● **Document passage**
━━━━━━

The chapter's commentary offers a profound Mariological and Christological reflection: "The Theotokos, however, is even more exalted because she who bore Christ in her womb is the very throne of God incarnate! Thus, the more we honor her, the more we are honoring Christ."
This is the Orthodox theological logic of Marian veneration in its purest form. The Theotokos (literally "God-bearer" or "Birth-giver of God") is not honored for her own sake independently of Christ but precisely because she is the one through whom God took flesh. Her exaltation above the Cherubim and Seraphim — expressed in the refrain "More honorable than the Cherubim, and beyond compare more glorious than the Seraphim; who without corruption gavest birth to God the Word, the very Theotokos, thee do we magnify" — is entirely referential to Christ. She is more exalted than the highest angelic orders because she bore in her body what angels can only surround and serve.

━━━━━━

● **Tasks and exercises**
1. For each statement, answer yes or no according to the passage on Marian veneration, and quote the words of the passage that decide it. (a) The Theotokos is honored for her own sake, independently of Christ. (b) The refrain calls the Theotokos more honorable than the Cherubim. (c) The commentary says that the more we honor her, the more we honor Christ.
2. List every phrase that the passage on Marian veneration places in quotation marks.
3. According to the passage on Marian veneration, why is the Theotokos more exalted than the highest angelic orders?
The records have no part in any of this.

● **Provided records**
━━━━━━

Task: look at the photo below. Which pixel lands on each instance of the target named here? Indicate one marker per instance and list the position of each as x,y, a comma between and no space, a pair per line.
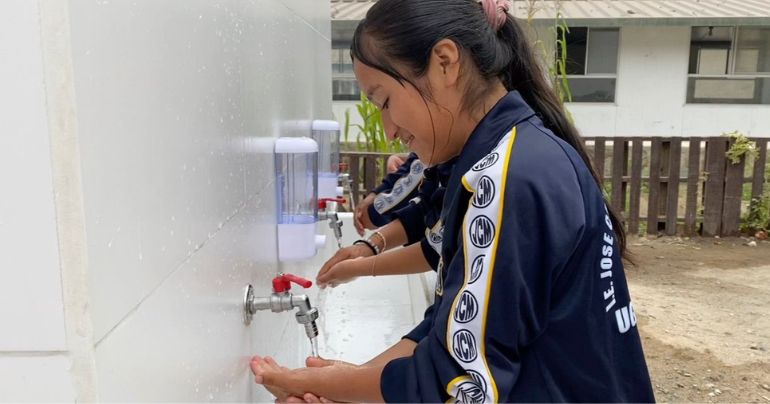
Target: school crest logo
464,346
467,308
482,231
477,267
486,162
485,192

━━━━━━

● **Exercise answers**
1.
(a) No: "is not honored for her own sake independently of Christ"
(b) Yes: "More honorable than the Cherubim"
(c) Yes: "the more we honor her, the more we are honoring Christ"

2.
1. "The Theotokos, however, is even more exalted because she who bore Christ in her womb is the very throne of God incarnate! Thus, the more we honor her, the more we are honoring Christ."
2. "God-bearer"
3. "Birth-giver of God"
4. "More honorable than the Cherubim, and beyond compare more glorious than the Seraphim; who without corruption gavest birth to God the Word, the very Theotokos, thee do we magnify"

3. She bore in her body what angels can only surround and serve.